> **Exercise**: The records below are to be reproduced exactly, with every picture left out.

===== Data for analysis =====

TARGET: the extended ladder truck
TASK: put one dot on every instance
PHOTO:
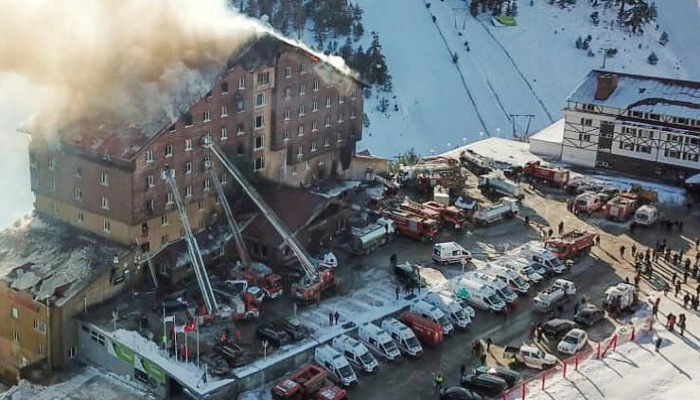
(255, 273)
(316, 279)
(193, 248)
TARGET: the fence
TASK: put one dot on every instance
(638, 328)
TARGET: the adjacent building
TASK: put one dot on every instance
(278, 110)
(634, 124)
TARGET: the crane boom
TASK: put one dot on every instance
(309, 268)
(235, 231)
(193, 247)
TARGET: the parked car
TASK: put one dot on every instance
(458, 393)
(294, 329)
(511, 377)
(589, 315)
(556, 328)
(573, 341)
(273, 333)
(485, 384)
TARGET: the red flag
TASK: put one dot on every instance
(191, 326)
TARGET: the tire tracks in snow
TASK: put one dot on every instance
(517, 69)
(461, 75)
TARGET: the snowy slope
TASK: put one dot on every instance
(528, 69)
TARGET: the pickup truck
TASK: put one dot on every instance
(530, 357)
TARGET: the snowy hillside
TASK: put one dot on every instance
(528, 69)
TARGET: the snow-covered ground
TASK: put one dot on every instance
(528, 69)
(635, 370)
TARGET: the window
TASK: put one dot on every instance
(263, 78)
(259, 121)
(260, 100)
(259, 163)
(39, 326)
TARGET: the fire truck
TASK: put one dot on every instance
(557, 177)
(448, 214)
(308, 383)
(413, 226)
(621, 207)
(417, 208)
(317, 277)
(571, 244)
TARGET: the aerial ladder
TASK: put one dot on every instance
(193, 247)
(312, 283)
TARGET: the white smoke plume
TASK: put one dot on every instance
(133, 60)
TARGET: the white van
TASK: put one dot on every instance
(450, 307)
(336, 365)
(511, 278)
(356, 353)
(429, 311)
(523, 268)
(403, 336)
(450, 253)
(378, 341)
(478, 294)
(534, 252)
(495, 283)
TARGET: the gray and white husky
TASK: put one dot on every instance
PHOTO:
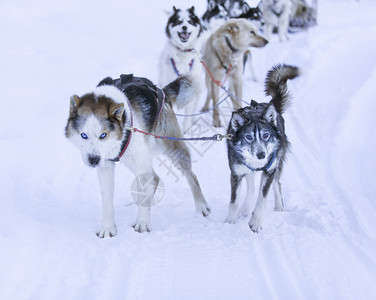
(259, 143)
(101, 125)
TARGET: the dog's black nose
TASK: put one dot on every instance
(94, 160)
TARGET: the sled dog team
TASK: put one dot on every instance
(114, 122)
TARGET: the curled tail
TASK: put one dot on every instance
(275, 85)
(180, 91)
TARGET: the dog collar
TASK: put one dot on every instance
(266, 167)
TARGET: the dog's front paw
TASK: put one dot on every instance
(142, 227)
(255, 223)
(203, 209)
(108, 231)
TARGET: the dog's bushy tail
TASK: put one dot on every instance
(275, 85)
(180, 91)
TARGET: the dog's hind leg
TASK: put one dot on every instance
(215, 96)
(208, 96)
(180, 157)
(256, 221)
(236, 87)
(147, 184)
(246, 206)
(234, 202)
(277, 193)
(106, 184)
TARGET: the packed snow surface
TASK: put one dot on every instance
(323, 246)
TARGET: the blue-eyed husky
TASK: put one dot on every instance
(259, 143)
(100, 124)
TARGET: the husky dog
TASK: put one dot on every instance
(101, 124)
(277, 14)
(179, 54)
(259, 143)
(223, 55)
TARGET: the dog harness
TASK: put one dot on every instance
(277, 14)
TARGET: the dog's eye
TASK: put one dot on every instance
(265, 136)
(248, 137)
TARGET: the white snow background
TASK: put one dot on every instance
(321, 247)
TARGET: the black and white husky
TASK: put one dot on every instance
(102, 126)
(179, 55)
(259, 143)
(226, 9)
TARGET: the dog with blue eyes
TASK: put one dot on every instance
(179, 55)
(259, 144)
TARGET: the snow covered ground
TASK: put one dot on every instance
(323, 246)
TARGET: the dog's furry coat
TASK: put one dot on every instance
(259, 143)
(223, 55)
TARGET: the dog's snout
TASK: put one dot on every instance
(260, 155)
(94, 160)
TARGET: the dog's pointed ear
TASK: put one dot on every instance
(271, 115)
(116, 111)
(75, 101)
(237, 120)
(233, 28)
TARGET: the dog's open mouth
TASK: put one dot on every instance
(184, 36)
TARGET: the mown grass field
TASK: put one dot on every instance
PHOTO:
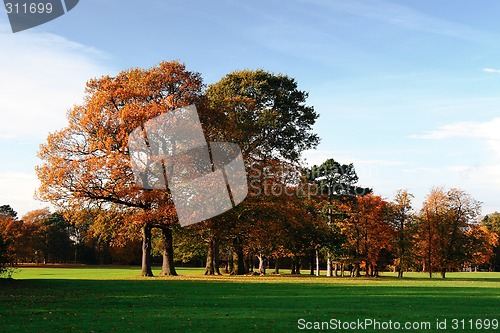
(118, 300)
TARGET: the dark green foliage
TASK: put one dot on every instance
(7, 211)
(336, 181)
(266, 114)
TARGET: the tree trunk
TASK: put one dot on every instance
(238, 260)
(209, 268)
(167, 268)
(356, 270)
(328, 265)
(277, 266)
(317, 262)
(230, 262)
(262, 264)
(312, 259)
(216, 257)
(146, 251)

=====

> **Answer space**:
TARGET: the extended ladder truck
TASK: put one dot on every instance
PHOTO:
(255, 273)
(316, 279)
(193, 248)
TARGET: the fence
TASK: put one dot on every instance
(638, 328)
TARGET: the adjacent building
TASK: put one dot on every instance
(278, 110)
(634, 124)
TARGET: the crane boom
TASK: put one dot on every instance
(309, 268)
(235, 231)
(193, 247)
TARGET: the parked car
TASK: put one dot on every instance
(458, 393)
(294, 329)
(511, 377)
(589, 315)
(556, 328)
(573, 341)
(273, 333)
(485, 384)
TARGET: the red flag
TASK: put one dot on every instance
(191, 326)
TARGET: the tire tracks in snow
TASK: put one dot on every instance
(517, 69)
(461, 75)
TARGET: the snowy slope
TASK: put one dot on every instance
(528, 69)
TARGET: the pickup truck
TASK: put one dot on every instance
(530, 357)
TARGET: the snowy hillside
TASK: put one dot on every instance
(528, 69)
TARGET: the snow-covered ground
TASK: put one dot on every instance
(528, 69)
(635, 370)
TARGET: the window
TASK: put one dot on every instance
(263, 78)
(259, 121)
(260, 100)
(259, 163)
(39, 326)
TARGET: the fire truck
TASK: put one dot on every instance
(557, 177)
(448, 214)
(308, 383)
(413, 226)
(621, 207)
(417, 208)
(317, 277)
(571, 244)
TARGET: the aerial ladder
TASK: put one dot on every instance
(193, 247)
(312, 283)
TARGET: the white smoke plume
TASK: put one dot on every instance
(133, 60)
TARGET: the white van
TASK: put one dot on every instance
(450, 307)
(336, 365)
(511, 278)
(356, 353)
(429, 311)
(523, 268)
(403, 336)
(450, 253)
(378, 341)
(478, 294)
(534, 252)
(495, 283)
TARGET: the gray and white husky
TASK: put one dot on every instance
PHOTO:
(259, 143)
(101, 125)
TARGET: the dog's black nose
TASK: put one dot on every instance
(94, 160)
TARGET: the sled dog team
TASK: put one dot on every instance
(114, 122)
TARGET: the curled tail
TASK: put one dot on every instance
(275, 85)
(180, 91)
TARGET: the dog collar
TASK: put one dot on every instance
(266, 167)
TARGET: the dog's front paw
TASK: put one dot on every instance
(142, 227)
(255, 223)
(203, 209)
(108, 231)
TARGET: the dog's bushy tail
TASK: put one dot on every instance
(275, 85)
(180, 91)
TARGET: the dog's hind leg
TASK: put one dot on every instance
(215, 96)
(208, 96)
(180, 157)
(256, 221)
(236, 87)
(147, 184)
(246, 206)
(234, 202)
(277, 193)
(106, 184)
TARGET: the packed snow surface
TASK: put one dot on every instance
(323, 246)
TARGET: the blue-eyed husky
TASK: put one dot on every instance
(259, 143)
(100, 124)
TARGET: the husky dog
TASK: put one dot on every instance
(101, 124)
(277, 14)
(179, 54)
(259, 143)
(223, 55)
TARGET: the dog harness
TASK: put one dot on every instance
(277, 14)
TARGET: the dog's eye
TASK: put one dot on every instance
(265, 136)
(248, 137)
TARGET: the white snow background
TASK: put one dot on every instance
(321, 247)
TARGET: the black and white husky
TASK: put one dot on every instance
(102, 126)
(179, 55)
(259, 143)
(226, 9)
TARGET: the dog with blue eyes
TASK: put one dot on every instance
(179, 55)
(259, 144)
TARGET: the snow covered ground
TASK: put one dot on every instance
(323, 246)
TARGET: the dog's furry coat
TASK: put one dot on every instance
(259, 143)
(223, 55)
TARGET: the dog's snout
TASK: put one dot on every instance
(260, 155)
(94, 160)
TARGET: the dog's pointed ear
TASK: put one dot on every instance
(271, 115)
(116, 111)
(75, 101)
(237, 120)
(233, 28)
TARGET: the dog's open mouth
TASK: put one dot on every instance
(184, 36)
TARGET: the mown grass field
TASK: put one dot on every instance
PHOTO:
(118, 300)
TARGET: the dark green foliage
TASK: put one dot on every instance
(7, 211)
(336, 181)
(266, 114)
TARGET: the tree trunk
TASK: put one dot on every instance
(238, 260)
(209, 268)
(167, 268)
(356, 270)
(328, 265)
(277, 266)
(317, 262)
(230, 262)
(262, 264)
(312, 259)
(216, 257)
(146, 251)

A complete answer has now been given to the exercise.